PROBLEM REQUIREMENTS: Scan the records for the word "jeans". Return each line where it is found.

(Saved entries)
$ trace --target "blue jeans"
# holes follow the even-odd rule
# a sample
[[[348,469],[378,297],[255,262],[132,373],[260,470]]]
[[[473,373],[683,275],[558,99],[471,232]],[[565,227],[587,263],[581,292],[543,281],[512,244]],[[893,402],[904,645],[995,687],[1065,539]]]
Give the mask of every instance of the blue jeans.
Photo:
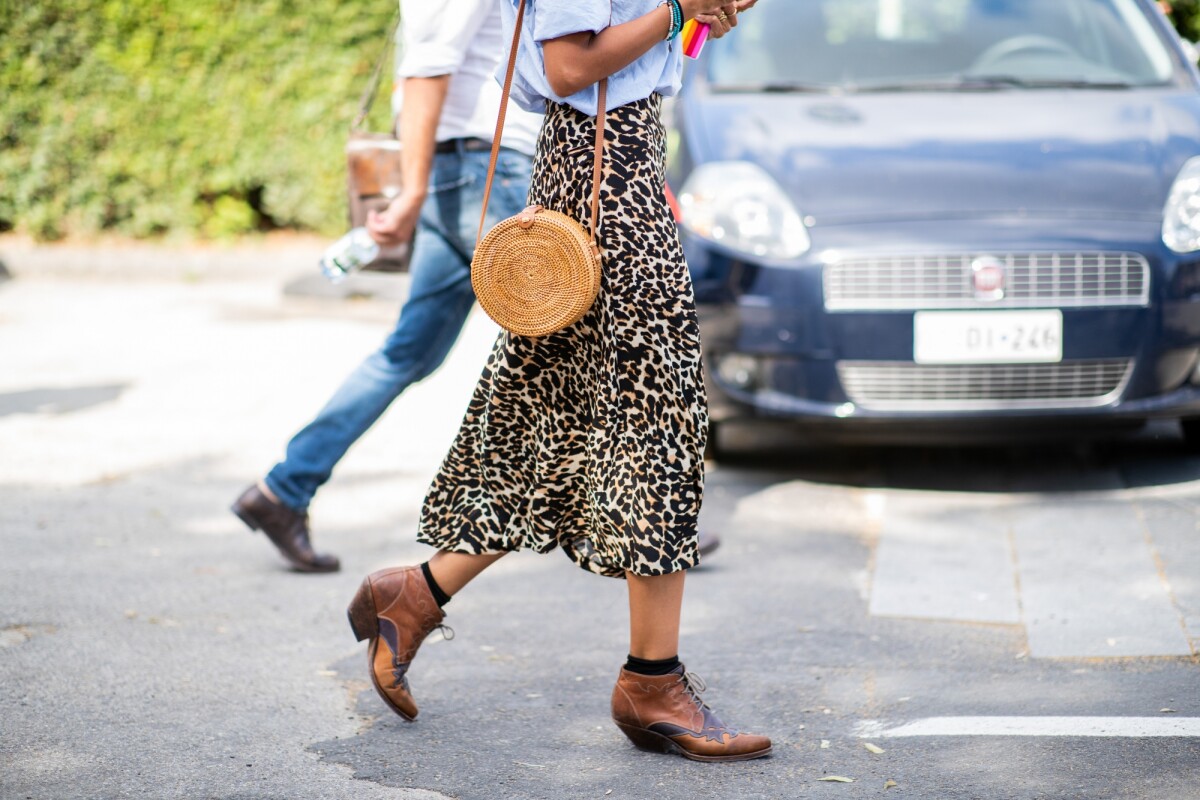
[[[288,442],[266,484],[303,512],[334,466],[400,393],[441,366],[475,301],[471,256],[479,227],[489,153],[434,157],[429,196],[413,240],[408,299],[382,346],[350,374],[308,425]],[[502,149],[488,226],[518,213],[529,194],[531,160]]]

COMPLETED TASK:
$ trace --target "blue jeans"
Give the mask of every instance of the blue jeans.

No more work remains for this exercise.